◆ **Information provided**:
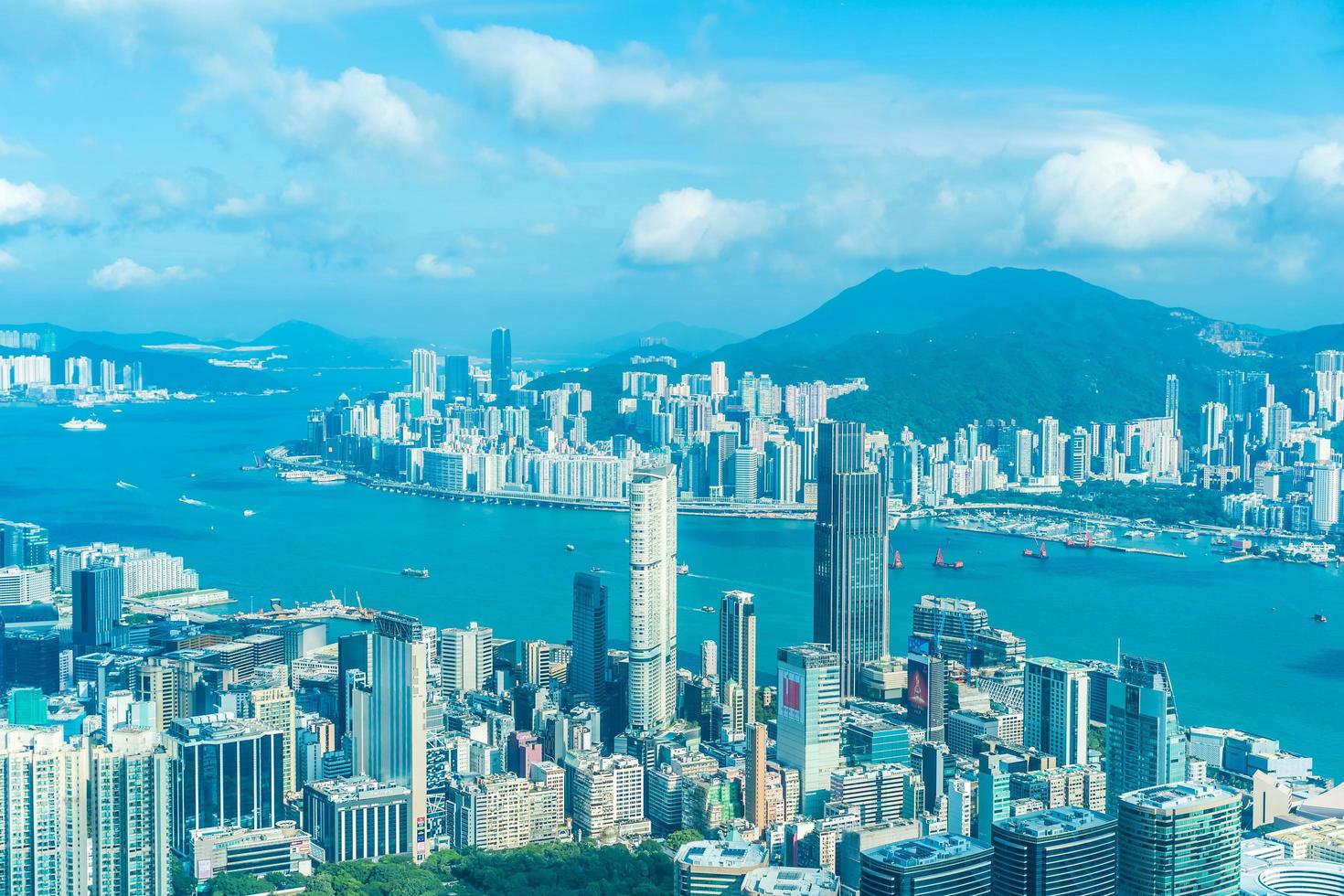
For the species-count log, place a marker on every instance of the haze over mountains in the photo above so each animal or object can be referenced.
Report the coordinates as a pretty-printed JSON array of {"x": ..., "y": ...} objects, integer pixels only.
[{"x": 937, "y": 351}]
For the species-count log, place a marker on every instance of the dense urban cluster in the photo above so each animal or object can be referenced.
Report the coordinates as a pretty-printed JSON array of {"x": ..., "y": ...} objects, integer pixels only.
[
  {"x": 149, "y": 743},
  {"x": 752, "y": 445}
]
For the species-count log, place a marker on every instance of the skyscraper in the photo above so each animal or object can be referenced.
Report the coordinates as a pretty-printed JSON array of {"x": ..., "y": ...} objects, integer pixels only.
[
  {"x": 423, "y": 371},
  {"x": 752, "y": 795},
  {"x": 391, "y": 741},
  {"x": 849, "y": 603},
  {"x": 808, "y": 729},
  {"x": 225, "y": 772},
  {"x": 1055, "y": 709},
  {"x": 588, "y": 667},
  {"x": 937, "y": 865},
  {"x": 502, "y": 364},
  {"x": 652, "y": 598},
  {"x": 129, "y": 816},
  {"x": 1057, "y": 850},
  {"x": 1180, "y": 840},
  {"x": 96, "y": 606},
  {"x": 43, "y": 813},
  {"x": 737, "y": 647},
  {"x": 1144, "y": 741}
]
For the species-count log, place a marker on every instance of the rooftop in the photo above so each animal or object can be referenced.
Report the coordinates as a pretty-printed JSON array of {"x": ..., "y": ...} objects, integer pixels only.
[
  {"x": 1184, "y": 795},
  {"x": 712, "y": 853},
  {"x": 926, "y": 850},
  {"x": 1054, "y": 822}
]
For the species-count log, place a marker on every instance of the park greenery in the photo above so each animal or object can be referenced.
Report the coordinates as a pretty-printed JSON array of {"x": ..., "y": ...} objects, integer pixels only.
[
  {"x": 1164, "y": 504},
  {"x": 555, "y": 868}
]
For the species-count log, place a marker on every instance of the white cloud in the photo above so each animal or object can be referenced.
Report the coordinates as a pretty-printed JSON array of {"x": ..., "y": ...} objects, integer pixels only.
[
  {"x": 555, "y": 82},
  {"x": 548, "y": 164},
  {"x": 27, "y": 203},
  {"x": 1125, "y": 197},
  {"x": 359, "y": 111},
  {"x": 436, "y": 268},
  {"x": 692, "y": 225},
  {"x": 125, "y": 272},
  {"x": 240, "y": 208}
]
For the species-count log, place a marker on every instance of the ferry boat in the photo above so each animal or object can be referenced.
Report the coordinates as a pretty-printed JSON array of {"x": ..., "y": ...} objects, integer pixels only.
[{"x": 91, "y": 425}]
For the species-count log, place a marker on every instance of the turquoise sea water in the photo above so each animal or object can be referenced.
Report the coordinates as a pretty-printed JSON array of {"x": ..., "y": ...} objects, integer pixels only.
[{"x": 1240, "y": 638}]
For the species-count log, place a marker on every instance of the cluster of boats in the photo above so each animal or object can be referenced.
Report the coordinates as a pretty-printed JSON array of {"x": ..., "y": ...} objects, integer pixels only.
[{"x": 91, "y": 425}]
--
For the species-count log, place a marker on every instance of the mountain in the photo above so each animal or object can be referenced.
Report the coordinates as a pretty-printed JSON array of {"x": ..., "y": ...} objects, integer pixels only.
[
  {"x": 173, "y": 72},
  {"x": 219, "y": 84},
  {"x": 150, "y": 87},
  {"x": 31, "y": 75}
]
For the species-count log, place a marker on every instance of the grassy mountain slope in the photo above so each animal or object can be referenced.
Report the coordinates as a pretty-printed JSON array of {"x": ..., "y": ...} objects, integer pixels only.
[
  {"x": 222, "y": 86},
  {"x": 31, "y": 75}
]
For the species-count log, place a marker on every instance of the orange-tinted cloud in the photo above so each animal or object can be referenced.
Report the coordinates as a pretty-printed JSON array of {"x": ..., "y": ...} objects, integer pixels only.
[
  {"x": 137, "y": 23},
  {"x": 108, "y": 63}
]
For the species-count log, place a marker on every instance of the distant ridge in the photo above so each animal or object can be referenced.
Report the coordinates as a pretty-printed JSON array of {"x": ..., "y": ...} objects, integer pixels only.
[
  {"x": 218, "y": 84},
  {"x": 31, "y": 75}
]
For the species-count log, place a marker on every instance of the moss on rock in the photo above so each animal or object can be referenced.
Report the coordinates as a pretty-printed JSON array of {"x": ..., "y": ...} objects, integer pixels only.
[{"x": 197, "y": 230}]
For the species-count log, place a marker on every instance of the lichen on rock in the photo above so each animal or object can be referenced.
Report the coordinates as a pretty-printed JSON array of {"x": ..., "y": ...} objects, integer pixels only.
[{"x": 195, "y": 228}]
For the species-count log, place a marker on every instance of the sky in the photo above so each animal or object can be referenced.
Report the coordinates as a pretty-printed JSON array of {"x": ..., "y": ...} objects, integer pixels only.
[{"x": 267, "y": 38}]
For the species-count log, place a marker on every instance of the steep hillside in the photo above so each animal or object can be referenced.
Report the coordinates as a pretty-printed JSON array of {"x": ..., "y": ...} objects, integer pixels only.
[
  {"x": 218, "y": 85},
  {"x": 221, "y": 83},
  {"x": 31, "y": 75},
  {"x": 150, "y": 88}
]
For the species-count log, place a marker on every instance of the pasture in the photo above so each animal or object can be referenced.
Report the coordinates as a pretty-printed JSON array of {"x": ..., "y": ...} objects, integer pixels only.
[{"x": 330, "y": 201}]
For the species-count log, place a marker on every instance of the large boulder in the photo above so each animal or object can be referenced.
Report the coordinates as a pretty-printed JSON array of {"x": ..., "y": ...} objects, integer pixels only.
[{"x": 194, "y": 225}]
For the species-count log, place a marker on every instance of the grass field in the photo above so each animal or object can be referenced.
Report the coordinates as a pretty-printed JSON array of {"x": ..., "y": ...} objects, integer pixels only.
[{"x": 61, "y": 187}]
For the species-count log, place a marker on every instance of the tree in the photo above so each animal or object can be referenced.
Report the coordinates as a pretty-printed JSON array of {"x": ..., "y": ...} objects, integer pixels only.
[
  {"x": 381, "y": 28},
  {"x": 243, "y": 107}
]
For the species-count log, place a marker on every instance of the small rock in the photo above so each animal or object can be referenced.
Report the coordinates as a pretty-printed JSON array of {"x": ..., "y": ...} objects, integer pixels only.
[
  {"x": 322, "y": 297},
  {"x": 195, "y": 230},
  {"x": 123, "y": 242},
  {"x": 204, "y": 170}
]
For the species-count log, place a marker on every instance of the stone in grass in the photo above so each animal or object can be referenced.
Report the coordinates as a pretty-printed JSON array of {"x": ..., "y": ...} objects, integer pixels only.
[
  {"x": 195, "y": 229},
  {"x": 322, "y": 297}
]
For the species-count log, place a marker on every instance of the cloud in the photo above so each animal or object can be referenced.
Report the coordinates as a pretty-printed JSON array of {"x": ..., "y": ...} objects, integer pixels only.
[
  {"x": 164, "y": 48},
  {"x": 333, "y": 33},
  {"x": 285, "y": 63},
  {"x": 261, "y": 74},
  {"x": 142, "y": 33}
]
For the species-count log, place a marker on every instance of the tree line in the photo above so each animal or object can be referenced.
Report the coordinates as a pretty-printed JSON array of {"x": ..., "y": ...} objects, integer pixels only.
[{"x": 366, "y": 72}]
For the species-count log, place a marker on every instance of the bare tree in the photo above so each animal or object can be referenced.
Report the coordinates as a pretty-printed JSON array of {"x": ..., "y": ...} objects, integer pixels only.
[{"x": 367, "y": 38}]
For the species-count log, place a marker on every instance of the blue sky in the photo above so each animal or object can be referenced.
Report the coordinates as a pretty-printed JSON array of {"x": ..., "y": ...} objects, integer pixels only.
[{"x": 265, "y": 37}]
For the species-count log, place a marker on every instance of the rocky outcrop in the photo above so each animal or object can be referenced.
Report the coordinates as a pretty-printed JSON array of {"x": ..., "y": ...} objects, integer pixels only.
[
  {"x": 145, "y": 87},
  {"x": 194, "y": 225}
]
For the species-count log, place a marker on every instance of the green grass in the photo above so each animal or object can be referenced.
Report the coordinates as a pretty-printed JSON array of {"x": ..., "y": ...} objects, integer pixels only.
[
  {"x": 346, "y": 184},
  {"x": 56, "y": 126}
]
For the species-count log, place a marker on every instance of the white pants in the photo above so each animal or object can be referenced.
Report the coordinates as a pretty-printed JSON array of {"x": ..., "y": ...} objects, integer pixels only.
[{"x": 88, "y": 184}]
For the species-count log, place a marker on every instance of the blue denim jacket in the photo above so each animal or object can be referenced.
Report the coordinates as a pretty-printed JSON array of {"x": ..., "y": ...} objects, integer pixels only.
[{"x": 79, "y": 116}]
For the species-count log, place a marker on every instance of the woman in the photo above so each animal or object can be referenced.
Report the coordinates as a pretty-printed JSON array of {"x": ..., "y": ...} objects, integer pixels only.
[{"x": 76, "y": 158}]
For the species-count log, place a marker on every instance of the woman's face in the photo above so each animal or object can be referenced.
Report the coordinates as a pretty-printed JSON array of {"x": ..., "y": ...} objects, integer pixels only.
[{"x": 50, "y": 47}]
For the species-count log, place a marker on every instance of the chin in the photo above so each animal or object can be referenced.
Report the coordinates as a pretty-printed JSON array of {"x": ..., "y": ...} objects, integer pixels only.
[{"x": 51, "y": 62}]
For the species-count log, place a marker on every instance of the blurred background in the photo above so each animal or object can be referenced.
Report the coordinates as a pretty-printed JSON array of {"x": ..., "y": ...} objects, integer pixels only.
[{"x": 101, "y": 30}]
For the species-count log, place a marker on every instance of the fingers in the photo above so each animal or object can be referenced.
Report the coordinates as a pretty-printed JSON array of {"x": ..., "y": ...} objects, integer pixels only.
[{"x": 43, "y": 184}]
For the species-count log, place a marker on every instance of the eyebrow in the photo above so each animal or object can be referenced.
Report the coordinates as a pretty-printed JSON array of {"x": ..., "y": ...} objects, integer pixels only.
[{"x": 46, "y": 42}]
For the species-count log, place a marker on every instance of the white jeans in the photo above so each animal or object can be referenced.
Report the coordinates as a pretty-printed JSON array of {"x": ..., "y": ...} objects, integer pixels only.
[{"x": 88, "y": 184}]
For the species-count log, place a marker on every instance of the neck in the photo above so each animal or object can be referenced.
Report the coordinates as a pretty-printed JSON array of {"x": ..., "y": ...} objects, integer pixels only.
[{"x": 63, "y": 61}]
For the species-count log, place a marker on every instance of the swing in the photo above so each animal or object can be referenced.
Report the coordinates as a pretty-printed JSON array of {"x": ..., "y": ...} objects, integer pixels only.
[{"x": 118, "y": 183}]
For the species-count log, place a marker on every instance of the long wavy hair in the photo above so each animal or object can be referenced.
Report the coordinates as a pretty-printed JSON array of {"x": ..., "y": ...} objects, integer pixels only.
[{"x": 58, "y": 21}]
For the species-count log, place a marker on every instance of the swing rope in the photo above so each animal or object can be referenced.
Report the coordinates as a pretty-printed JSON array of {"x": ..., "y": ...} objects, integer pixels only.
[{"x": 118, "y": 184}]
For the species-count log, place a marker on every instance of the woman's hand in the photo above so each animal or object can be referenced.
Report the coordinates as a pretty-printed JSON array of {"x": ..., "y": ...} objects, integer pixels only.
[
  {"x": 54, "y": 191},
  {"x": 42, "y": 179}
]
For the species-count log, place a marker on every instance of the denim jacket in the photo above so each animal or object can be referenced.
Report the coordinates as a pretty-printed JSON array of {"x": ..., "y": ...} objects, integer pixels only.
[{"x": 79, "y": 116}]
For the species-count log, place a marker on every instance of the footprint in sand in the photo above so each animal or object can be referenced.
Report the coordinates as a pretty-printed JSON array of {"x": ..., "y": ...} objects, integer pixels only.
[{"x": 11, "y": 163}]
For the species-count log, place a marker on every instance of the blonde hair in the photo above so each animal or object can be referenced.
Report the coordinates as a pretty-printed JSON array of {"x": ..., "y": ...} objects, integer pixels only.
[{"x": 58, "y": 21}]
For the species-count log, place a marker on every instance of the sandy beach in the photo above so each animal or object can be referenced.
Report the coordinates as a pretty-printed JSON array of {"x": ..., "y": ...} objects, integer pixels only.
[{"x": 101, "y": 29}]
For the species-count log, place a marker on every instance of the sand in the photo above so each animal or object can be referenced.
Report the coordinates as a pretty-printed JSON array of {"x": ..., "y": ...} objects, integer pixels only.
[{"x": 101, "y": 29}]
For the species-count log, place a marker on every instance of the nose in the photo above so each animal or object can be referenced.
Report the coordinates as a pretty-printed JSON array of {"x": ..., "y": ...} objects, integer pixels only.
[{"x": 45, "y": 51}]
--
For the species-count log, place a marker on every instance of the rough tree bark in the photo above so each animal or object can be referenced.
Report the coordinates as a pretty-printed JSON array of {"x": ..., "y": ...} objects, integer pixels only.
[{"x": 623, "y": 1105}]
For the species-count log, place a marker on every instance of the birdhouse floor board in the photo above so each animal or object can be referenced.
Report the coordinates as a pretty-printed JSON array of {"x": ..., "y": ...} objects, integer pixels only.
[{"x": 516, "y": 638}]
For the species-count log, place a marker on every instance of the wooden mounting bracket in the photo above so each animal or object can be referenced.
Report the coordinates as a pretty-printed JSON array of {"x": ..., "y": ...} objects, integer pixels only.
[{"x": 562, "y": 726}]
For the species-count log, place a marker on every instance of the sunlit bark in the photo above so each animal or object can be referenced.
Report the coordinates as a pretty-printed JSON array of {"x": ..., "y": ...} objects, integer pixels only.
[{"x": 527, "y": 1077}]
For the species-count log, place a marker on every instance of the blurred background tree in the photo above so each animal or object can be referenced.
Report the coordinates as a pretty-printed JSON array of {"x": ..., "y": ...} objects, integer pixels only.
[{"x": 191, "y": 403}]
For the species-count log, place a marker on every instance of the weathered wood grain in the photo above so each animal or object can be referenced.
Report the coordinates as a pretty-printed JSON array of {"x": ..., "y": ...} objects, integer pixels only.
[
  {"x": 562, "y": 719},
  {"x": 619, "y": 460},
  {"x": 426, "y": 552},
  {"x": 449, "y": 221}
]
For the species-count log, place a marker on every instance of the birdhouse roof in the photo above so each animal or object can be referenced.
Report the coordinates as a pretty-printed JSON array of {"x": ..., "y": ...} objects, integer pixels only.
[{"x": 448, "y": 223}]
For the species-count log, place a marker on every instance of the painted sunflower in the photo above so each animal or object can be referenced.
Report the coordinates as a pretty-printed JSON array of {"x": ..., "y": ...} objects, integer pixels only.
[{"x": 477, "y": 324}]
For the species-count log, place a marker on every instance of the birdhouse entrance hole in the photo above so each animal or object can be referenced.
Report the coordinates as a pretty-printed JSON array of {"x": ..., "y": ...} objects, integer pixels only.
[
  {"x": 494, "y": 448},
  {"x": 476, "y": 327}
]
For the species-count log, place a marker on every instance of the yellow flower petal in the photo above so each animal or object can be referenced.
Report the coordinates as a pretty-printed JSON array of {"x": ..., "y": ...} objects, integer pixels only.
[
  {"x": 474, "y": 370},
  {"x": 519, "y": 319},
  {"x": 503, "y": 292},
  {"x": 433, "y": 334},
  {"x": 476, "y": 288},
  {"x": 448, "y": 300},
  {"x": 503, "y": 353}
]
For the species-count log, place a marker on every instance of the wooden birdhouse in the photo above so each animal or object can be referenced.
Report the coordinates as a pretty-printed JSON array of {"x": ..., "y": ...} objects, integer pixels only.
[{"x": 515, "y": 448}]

◆ **Written instruction**:
From the records above, extract every line containing the string "jacket" and list those lines unchanged.

◆ **Answer to the exercise**:
For the species-count log, place a marker on every instance of the blue denim jacket in the photo above so each animal or object can be referenced.
For the species-count log, place a marker on every instance of the denim jacket in the photo above so each animal or object can be referenced.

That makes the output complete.